§ **Directions**: Copy each entry below exactly as it reads.

§ **Material for this exercise**:

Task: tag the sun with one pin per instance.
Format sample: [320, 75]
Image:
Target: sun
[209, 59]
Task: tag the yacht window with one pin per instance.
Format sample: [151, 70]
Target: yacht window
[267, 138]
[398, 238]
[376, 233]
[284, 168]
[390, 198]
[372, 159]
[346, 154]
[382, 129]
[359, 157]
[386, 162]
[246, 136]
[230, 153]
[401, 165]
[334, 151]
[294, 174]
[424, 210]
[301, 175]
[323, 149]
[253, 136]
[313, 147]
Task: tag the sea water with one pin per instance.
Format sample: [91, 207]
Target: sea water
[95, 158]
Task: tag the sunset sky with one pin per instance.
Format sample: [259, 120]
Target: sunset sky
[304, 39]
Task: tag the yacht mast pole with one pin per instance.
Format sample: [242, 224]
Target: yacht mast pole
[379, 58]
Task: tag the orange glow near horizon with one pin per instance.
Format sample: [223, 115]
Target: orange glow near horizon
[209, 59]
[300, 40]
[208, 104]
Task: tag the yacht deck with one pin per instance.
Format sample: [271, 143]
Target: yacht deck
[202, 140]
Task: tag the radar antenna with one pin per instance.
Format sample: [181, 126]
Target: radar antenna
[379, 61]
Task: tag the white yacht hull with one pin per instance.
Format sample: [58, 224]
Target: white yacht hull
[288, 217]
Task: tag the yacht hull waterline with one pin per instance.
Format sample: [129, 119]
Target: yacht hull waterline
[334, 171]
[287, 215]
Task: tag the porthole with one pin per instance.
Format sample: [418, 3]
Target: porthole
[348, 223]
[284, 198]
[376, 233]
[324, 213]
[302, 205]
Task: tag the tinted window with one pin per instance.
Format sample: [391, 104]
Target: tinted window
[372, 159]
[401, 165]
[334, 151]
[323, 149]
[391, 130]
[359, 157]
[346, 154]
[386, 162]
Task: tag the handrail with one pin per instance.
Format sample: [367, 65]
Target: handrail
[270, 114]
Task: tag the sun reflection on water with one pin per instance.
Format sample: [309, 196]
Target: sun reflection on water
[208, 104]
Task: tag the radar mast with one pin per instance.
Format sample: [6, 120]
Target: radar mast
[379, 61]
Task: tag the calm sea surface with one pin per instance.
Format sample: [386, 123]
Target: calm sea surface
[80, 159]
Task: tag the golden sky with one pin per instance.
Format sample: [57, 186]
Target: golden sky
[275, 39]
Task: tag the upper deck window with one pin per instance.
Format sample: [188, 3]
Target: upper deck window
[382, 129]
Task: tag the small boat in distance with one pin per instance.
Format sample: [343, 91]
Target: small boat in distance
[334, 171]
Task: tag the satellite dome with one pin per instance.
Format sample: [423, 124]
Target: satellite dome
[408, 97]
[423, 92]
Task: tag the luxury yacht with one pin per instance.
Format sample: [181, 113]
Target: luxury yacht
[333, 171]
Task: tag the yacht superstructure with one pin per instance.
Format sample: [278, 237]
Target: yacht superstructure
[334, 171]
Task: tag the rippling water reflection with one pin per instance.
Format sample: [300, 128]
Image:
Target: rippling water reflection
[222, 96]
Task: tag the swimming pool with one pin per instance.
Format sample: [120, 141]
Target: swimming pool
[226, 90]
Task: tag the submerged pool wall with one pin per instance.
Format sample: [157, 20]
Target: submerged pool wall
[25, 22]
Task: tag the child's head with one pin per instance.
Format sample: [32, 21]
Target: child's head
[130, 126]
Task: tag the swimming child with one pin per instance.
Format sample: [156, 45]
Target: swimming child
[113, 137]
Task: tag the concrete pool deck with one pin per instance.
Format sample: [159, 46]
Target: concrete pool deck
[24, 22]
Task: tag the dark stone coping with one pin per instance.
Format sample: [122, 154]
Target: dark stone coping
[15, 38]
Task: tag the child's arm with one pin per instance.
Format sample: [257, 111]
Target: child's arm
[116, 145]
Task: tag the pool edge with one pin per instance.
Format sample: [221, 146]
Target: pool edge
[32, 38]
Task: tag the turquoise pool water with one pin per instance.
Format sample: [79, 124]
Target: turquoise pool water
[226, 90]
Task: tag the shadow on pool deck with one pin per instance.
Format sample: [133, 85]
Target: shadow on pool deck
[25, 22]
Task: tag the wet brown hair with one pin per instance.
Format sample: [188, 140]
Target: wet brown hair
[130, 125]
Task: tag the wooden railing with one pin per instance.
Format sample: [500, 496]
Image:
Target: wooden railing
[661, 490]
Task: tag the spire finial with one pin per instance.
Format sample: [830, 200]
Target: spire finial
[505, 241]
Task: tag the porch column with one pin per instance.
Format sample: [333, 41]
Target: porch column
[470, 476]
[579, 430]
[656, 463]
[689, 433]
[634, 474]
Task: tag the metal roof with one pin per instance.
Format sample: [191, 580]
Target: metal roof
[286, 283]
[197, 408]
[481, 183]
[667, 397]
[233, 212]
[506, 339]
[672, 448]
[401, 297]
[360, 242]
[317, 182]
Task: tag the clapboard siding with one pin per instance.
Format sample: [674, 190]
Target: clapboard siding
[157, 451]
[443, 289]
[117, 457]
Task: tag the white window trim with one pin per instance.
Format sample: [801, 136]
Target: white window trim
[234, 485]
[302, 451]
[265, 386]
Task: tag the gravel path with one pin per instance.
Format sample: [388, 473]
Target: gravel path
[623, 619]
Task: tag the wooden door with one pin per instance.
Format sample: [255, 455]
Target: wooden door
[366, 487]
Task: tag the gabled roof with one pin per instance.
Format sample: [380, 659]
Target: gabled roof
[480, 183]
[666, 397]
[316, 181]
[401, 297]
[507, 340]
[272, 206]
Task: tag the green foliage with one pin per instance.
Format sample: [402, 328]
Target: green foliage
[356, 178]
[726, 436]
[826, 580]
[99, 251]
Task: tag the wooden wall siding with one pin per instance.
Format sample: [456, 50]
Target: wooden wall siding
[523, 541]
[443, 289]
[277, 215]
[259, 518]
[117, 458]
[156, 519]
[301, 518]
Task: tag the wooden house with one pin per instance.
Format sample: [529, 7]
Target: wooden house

§ **Result**:
Task: tag the sun with one pin per instance.
Format sample: [320, 75]
Image:
Target: sun
[209, 59]
Task: tag the yacht window with one pin per instance.
Format sample: [151, 70]
Target: yacht window
[267, 138]
[398, 238]
[376, 233]
[284, 168]
[390, 198]
[372, 159]
[346, 154]
[382, 129]
[359, 157]
[386, 162]
[246, 136]
[230, 153]
[401, 165]
[334, 151]
[294, 174]
[424, 210]
[301, 175]
[323, 149]
[253, 136]
[313, 147]
Task: tag the sea water with one pin per instance.
Format sample: [91, 207]
Target: sea water
[95, 158]
Task: tag the sunset sky with one pin per instance.
Format sample: [259, 120]
Target: sunset sky
[304, 39]
Task: tag the yacht mast pole with one pin per instance.
Format sample: [242, 224]
Target: yacht mast pole
[379, 58]
Task: tag the orange glow near horizon with one pin per instance.
Format sample: [223, 115]
Target: orange glow near horizon
[209, 59]
[300, 40]
[208, 104]
Task: tag the yacht deck with one pin per instance.
Format sample: [271, 143]
Target: yacht deck
[202, 140]
Task: tag the radar antenna with one pin per instance.
Format sample: [181, 126]
Target: radar antenna
[379, 61]
Task: tag the white yacht hull with one pin per instance.
Format sample: [58, 224]
Target: white yacht hull
[288, 217]
Task: tag the yacht hull waterline with one pin per instance.
Format sample: [129, 119]
Target: yacht hull waterline
[334, 171]
[287, 215]
Task: tag the porthole with one pin per instance.
Format sample: [418, 3]
Target: porthole
[348, 223]
[284, 198]
[376, 233]
[324, 213]
[302, 205]
Task: tag the tinted window with one pin per instance.
Format sample: [391, 104]
Target: tinted window
[372, 159]
[401, 165]
[334, 151]
[323, 149]
[391, 130]
[359, 157]
[346, 154]
[386, 162]
Task: tag the handrail with one pin per instance.
Format sample: [367, 65]
Target: handrail
[270, 114]
Task: tag the sun reflection on water with one pin per instance.
Format sample: [309, 196]
Target: sun reflection on water
[208, 104]
Task: tag the radar mast with one pin per instance.
Format sample: [6, 120]
Target: radar mast
[379, 61]
Task: tag the calm sea surface with one pin per instance.
Format sample: [386, 123]
Target: calm sea surface
[80, 159]
Task: tag the golden sky with one pin per instance.
Format sample: [57, 186]
Target: golden sky
[275, 39]
Task: tag the upper deck window with one pin per instance.
Format sample: [188, 3]
Target: upper deck window
[382, 129]
Task: tag the small boat in distance with one pin per instance.
Format sample: [343, 91]
Target: small boat in distance
[334, 171]
Task: tag the satellite dome with one pin per instance.
Format sample: [423, 124]
Target: satellite dome
[408, 97]
[423, 92]
Task: tag the luxury yacht with one pin per instance.
Format sample: [181, 113]
Target: luxury yacht
[333, 171]
Task: tag the yacht superstructure with one pin per instance.
Format sample: [278, 237]
Target: yacht superstructure
[334, 171]
Task: tag the rippling water reflection with one pin per instance.
Format sample: [300, 128]
Image:
Target: rippling water reflection
[222, 96]
Task: tag the swimming pool with one pin per instance.
Format sample: [120, 141]
Target: swimming pool
[226, 90]
Task: tag the submerged pool wall with one pin per instance.
Format sample: [157, 20]
Target: submerged pool wall
[25, 22]
Task: tag the child's head with one pin per instance.
Format sample: [32, 21]
Target: child's head
[130, 126]
Task: tag the swimming child with one pin per instance.
Format sample: [156, 45]
Target: swimming child
[113, 137]
Task: tag the concrete pool deck with one pin per instance.
Format sample: [159, 46]
Target: concrete pool deck
[24, 22]
Task: tag the dark stone coping with one pin per instance.
Format sample: [122, 154]
Target: dark stone coping
[15, 38]
Task: tag the child's arm with one pin per instance.
Format sample: [257, 111]
Target: child's arm
[116, 145]
Task: tag the pool edge with one pin per instance.
Format sample: [221, 146]
Target: pool edge
[32, 38]
Task: tag the turquoise pool water with one pin per instance.
Format sample: [79, 124]
Target: turquoise pool water
[226, 90]
Task: tag the shadow on pool deck with one pin per instance.
Format sample: [133, 85]
Target: shadow on pool deck
[25, 22]
Task: tag the wet brown hair with one pin per instance.
Format sample: [188, 140]
Target: wet brown hair
[130, 125]
Task: tag the wooden railing with one pin per instance.
Format sample: [500, 496]
Image:
Target: wooden railing
[661, 490]
Task: tag the spire finial with one pin per instance.
Format sample: [830, 200]
Target: spire finial
[505, 241]
Task: tag the porch column with one pin per instance.
Format sample: [333, 41]
Target: porch column
[470, 476]
[579, 430]
[656, 463]
[689, 433]
[634, 474]
Task: tag the metal roof with one pin per instance.
Format sample: [191, 580]
Target: metal roof
[286, 283]
[197, 408]
[481, 183]
[667, 397]
[233, 212]
[506, 339]
[672, 448]
[401, 297]
[360, 242]
[317, 182]
Task: tag the clapboard siding with one pin per instance.
Format sample: [674, 190]
Target: clapboard siding
[157, 451]
[443, 289]
[117, 457]
Task: tag the white window trim with one pin per instance.
Format sample: [801, 136]
Target: white window trim
[234, 485]
[302, 451]
[265, 386]
Task: tag the gravel path with one pin per instance.
Format sample: [388, 473]
Target: gravel path
[623, 619]
Task: tag the wooden door with one pin per instance.
Format sample: [255, 455]
Target: wooden door
[366, 487]
Task: tag the gabled roof with one pin per instance.
Format sample: [380, 659]
Target: gabled roof
[480, 183]
[666, 397]
[316, 181]
[401, 297]
[507, 340]
[272, 206]
Task: tag the green foliage with one pin per instance.
Format sample: [402, 328]
Target: green foliage
[356, 178]
[726, 436]
[826, 580]
[99, 251]
Task: tag the wooden wall siding with one pin per instance.
Format sample: [456, 50]
Target: wooden wall siding
[523, 541]
[443, 289]
[277, 215]
[259, 518]
[117, 458]
[156, 519]
[301, 518]
Task: tag the wooden house with one pin per instance.
Format sample: [529, 7]
Target: wooden house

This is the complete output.